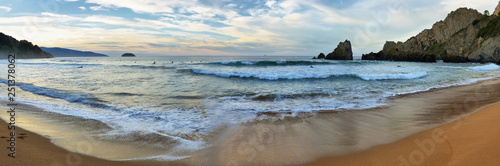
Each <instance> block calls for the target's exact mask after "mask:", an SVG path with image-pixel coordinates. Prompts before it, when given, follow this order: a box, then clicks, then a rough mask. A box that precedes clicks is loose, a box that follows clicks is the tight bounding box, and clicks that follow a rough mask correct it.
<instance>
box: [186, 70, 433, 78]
mask: <svg viewBox="0 0 500 166" xmlns="http://www.w3.org/2000/svg"><path fill="white" fill-rule="evenodd" d="M192 71H193V72H195V73H199V74H207V75H215V76H219V77H241V78H259V79H263V80H278V79H290V80H291V79H308V78H329V77H335V76H355V77H359V78H361V79H363V80H397V79H417V78H421V77H425V76H427V72H412V73H394V74H392V73H388V74H361V73H355V72H353V73H326V72H325V73H321V72H320V71H317V70H314V71H307V70H304V69H300V70H295V71H293V70H291V71H289V72H286V71H279V70H277V71H269V70H266V71H264V70H240V71H225V72H224V71H222V72H217V71H211V70H206V69H197V68H193V69H192Z"/></svg>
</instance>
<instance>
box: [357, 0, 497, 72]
mask: <svg viewBox="0 0 500 166" xmlns="http://www.w3.org/2000/svg"><path fill="white" fill-rule="evenodd" d="M499 47H500V17H498V16H491V17H489V16H484V15H482V14H481V13H479V12H478V11H477V10H474V9H467V8H459V9H457V10H455V11H453V12H451V13H450V14H448V16H447V17H446V18H445V19H444V20H443V21H439V22H436V23H435V24H434V25H433V26H432V28H431V29H426V30H424V31H422V32H421V33H419V34H418V35H417V36H414V37H411V38H410V39H408V40H407V41H406V42H404V43H403V42H398V43H395V42H393V41H387V42H386V43H385V44H384V47H383V49H382V50H381V51H380V52H378V53H370V54H365V55H363V58H362V59H363V60H395V61H399V60H401V61H418V62H435V61H436V60H443V61H444V62H495V63H496V62H497V61H498V60H500V50H499V51H497V49H498V48H499ZM497 52H498V53H497Z"/></svg>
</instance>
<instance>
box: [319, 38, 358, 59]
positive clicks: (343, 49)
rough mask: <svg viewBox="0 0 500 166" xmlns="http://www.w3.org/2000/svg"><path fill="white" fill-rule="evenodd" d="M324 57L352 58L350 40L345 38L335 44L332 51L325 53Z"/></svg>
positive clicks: (331, 58)
mask: <svg viewBox="0 0 500 166" xmlns="http://www.w3.org/2000/svg"><path fill="white" fill-rule="evenodd" d="M325 59H331V60H352V59H353V58H352V48H351V42H350V41H349V40H345V41H344V42H340V43H339V44H338V45H337V48H335V50H333V52H331V53H329V54H328V55H326V57H325Z"/></svg>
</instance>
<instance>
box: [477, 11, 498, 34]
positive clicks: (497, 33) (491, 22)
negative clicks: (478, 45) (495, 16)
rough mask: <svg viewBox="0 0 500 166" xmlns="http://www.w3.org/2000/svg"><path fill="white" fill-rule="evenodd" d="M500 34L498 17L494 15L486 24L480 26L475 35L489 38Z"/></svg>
mask: <svg viewBox="0 0 500 166" xmlns="http://www.w3.org/2000/svg"><path fill="white" fill-rule="evenodd" d="M498 35H500V17H498V16H496V17H495V18H494V19H493V20H491V21H490V22H488V25H486V26H485V27H483V28H481V29H480V30H479V32H478V33H477V37H482V38H489V37H496V36H498Z"/></svg>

• Your objective: Give the complete material again, exactly as written. Do not include the pictures.

• Answer section:
Each <instance> block calls for the target's exact mask after "mask:", an SVG path with image-pixel coordinates. Prompts before it, when given, follow this order: a box, then clicks, then a rough mask. A box that precedes clicks is loose, a box that follows clicks is the tight bounding box, and clicks that follow a rough mask correct it.
<instance>
box: [186, 70, 433, 78]
mask: <svg viewBox="0 0 500 166" xmlns="http://www.w3.org/2000/svg"><path fill="white" fill-rule="evenodd" d="M192 71H193V72H195V73H199V74H207V75H215V76H219V77H241V78H259V79H263V80H278V79H290V80H291V79H308V78H329V77H335V76H355V77H359V78H361V79H363V80H397V79H417V78H421V77H425V76H427V72H412V73H394V74H392V73H388V74H361V73H355V72H353V73H326V72H325V73H321V72H320V71H317V70H314V71H307V70H304V69H300V70H295V71H293V70H291V71H289V72H286V71H279V70H277V71H269V70H266V71H264V70H240V71H225V72H224V71H222V72H217V71H211V70H206V69H197V68H193V69H192Z"/></svg>
</instance>
<instance>
box: [357, 0, 497, 72]
mask: <svg viewBox="0 0 500 166" xmlns="http://www.w3.org/2000/svg"><path fill="white" fill-rule="evenodd" d="M499 47H500V17H498V16H491V17H489V16H484V15H482V14H481V13H479V12H478V11H477V10H474V9H467V8H459V9H457V10H455V11H453V12H451V13H450V14H448V16H447V17H446V18H445V19H444V20H443V21H439V22H436V23H435V24H434V25H433V26H432V28H431V29H426V30H424V31H422V32H421V33H419V34H418V35H417V36H414V37H411V38H410V39H408V40H407V41H406V42H404V43H403V42H398V43H395V42H393V41H387V42H386V43H385V44H384V47H383V49H382V50H381V51H380V52H378V53H370V54H365V55H363V58H362V59H363V60H395V61H399V60H401V61H418V62H435V61H436V60H443V61H444V62H495V63H496V62H497V61H498V60H500V50H499V51H497V49H498V48H499ZM497 52H498V53H497Z"/></svg>
</instance>
<instance>
box: [319, 38, 358, 59]
positive clicks: (343, 49)
rough mask: <svg viewBox="0 0 500 166" xmlns="http://www.w3.org/2000/svg"><path fill="white" fill-rule="evenodd" d="M324 57L352 58L350 40L345 38L335 44L332 51L325 53Z"/></svg>
positive clicks: (331, 58)
mask: <svg viewBox="0 0 500 166" xmlns="http://www.w3.org/2000/svg"><path fill="white" fill-rule="evenodd" d="M325 59H331V60H352V59H353V58H352V48H351V42H350V41H349V40H345V41H344V42H340V43H339V44H338V45H337V48H335V50H333V52H331V53H329V54H328V55H326V57H325Z"/></svg>
</instance>
<instance>
box: [477, 11, 498, 34]
positive clicks: (497, 33) (491, 22)
negative clicks: (478, 45) (495, 16)
rough mask: <svg viewBox="0 0 500 166" xmlns="http://www.w3.org/2000/svg"><path fill="white" fill-rule="evenodd" d="M500 34L498 17L494 15L486 24L480 26L475 35L489 38Z"/></svg>
mask: <svg viewBox="0 0 500 166" xmlns="http://www.w3.org/2000/svg"><path fill="white" fill-rule="evenodd" d="M498 35H500V17H498V16H496V17H495V18H494V19H493V20H491V21H490V22H488V25H486V26H485V27H483V28H481V29H480V30H479V32H478V33H477V37H482V38H489V37H496V36H498Z"/></svg>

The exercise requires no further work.